##### Document extract

No surprise that Republicans Joe Walsh and Bobby Schilling, Tea Partiers whom voters ousted last November, voted yesterday against the fiscal cliff bill. More interesting is Peter Roskam, who as Chief Deputy Whip is part of the Republican leadership (#4), and, with Majority Leader Eric Cantor (#2) and Whip Kevin McCarthy (#3), voted no—thus parting company with Speaker John Boehner (#1), who voted yes.
Their no votes were presumably cast in opposition to the fact that the bill not only lacked any budget cuts but contained spending increases, and would, according to the CBO, add $4 trillion to the federal deficit. Voting no also meant saddling 99 percent of earners with a tax increase.
So Roskam, who had previously voted with Boehner on every fiscal cliff-related bill to reach the floor, chose to follow Cantor instead of casting his vote with the Speaker. My hunch is that Roskam sees Cantor as the future of the party and perhaps even as the next Speaker, if not now—the vote for Speaker is tomorrow—then perhaps next time. In a telephone and email exchange Wednesday, Roskam’s spokesman denied any such motive: “The Congressman was asked [this morning] on WLS Bruce and Dan show who he was supporting for Speaker, to which he responded:`Boehner. Easy Answer.’”
Some further thoughts on the “messy” (Obama’s word), complicated, and merely stopgap result of this New Year’s vote:
+ Roskam et al. were not exactly profiles in courage: waiting until the final seconds, once Cantor had cast his no vote, when the tally board reached 218, telling them that this House was going to pass the bill by a comfortable margin so their no votes were really meaningless. (The bill passed 257-167; it needed 217 to pass.) Boehner cast his yes vote at the start of the countdown. None of the above attempted to add spending cuts to the bill and send it back to the Senate, which easily passed the bill (89-8) and made clear that it would not reconsider an amended bill.

##########
##### Recorded data

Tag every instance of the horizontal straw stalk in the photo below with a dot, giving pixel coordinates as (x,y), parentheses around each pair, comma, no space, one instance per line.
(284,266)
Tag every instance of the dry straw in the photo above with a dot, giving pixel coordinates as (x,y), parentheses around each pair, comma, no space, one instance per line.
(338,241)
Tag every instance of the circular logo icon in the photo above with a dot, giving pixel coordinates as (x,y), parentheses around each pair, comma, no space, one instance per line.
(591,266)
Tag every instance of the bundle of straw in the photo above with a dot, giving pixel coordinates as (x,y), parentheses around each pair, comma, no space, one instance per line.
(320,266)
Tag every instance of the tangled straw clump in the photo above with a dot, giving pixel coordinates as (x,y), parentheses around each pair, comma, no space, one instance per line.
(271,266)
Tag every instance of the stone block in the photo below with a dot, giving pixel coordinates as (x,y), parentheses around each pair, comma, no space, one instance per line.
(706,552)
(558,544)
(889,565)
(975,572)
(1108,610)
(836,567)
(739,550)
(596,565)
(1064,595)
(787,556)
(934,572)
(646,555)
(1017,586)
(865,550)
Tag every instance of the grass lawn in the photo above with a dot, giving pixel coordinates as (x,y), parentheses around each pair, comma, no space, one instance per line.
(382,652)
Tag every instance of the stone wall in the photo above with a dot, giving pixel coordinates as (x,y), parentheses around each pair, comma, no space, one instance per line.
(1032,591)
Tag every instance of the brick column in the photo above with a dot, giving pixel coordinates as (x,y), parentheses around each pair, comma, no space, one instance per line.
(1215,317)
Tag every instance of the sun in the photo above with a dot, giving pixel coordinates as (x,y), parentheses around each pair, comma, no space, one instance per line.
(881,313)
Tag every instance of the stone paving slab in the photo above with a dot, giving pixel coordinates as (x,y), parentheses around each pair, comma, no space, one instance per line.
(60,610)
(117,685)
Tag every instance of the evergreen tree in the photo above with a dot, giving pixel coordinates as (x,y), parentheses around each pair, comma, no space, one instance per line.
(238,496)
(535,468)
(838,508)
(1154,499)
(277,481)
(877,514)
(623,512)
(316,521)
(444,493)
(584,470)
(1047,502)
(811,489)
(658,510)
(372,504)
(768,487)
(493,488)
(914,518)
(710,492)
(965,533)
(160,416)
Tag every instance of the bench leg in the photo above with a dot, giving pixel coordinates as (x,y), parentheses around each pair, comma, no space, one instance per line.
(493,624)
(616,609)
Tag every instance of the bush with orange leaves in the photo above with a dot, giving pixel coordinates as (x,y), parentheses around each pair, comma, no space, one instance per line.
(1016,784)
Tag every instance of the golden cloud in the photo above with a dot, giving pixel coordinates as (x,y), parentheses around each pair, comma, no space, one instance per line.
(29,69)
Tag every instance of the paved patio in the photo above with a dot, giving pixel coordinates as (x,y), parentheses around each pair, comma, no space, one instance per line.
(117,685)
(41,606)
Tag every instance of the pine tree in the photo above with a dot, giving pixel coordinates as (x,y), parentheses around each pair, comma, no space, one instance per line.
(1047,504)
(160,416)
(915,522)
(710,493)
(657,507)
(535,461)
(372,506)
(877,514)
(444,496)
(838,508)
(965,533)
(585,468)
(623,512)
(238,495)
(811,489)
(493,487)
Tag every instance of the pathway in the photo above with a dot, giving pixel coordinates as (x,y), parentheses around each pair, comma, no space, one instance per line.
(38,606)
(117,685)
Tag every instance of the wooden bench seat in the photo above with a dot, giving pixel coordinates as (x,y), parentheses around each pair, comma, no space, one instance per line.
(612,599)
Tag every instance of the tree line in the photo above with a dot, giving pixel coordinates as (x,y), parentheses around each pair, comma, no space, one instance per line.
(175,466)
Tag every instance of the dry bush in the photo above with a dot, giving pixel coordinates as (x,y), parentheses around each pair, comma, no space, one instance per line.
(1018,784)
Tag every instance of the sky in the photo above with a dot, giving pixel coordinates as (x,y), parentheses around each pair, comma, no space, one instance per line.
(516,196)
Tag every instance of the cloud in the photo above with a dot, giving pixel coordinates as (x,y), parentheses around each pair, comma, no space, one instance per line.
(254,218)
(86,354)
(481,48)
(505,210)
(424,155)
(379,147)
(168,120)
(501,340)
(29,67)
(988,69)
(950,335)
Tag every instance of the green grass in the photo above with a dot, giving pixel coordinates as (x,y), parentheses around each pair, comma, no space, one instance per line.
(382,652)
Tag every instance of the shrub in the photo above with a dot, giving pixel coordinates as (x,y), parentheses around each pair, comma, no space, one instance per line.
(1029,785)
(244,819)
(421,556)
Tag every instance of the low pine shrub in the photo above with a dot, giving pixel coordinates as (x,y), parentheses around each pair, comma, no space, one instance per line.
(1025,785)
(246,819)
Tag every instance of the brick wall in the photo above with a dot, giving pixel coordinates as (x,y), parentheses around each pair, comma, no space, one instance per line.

##########

* [Tasks]
(a) In the commentary on the fiscal cliff vote, what was the final House tally on the bill?
(b) Go on with the commentary on the fiscal cliff vote, picking up after its last sentence.

* [Answers to this exercise]
(a) The bill passed 257-167.

(b)
+ By voting no, Republican members of the Illinois delegation (Roskam, Walsh, Schilling and Randy Hultgren; all Democratic members voted yes) voted against extending unemployment compensation ($30 billion for one year more of benefits) and payments to doctors, some of whom were threatening to refuse Medicare patients or close their doors, for treating Medicare patients ($21 billion for an additional year).
+ Democrat Danny Davis, one of the Congress’s staunchest liberals, offered one of the most interesting if unfathomable observations: “New situations make ancient remedies uncouth.”
+ According to the Sun-Times’s Lynn Sweet, Judy Biggert, a centrist Republican who lost her seat last November and voted yes, “urged colleagues to take a reality check and not throw out the tax package.” (Other Republican members of the Illinois delegation who voted yes are Robert Dold, who lost his North Shore seat last November to a Democrat; Donald Manzullo, who lost his seat in the Republican primary; Tim Johnson, who is retiring; Adam Kinzinger; Aaron Schock; and John Shimkus.
+ The Illinois congressional delegation was missing one vote—that of Jesse Jackson Jr., who resigned his seat at the end of 2012. On the Senate side, Mark Kirk was listed as “not voting.” He returns to work tomorrow. (Jim DeMint, who resigned his seat to serve as head of the Heritage Foundation, and 89-year-old Frank Lautenberg, who will likely be challenged on age issues if he chooses to run for reelection, also did not vote.)
+ Two months from now, the nation will watch another cliffhanger more serious than the one just past, as Congress wrestles with raising the $16.4 trillion debt ceiling (aka the borrowing limit) and with the reality of $110 billion in automatic and deep cuts in the Pentagon and other domestic programs including entitlements (aka the sequester). We’ve watched the debt limit debacle before (in 2011) when Congress kicked down the road the question of whether to raise the amount the government can borrow, permitting it to pay its bills and stay open for business. This time, the end of the road comes this very winter—late February or March 2013. (The money that keeps government agencies open runs out on March 27.) We don’t even have the luxury of moving into another season before facing plunging markets, another possible downgrade of bonds, and the always scary drama of plunging back into a recession.
+ If Eric Cantor were to replace John Boehner in the House’s top job, Cantor would become the first Jewish Speaker of the House, a position that was expected by many who follow Congress to go to Rahm Emanuel.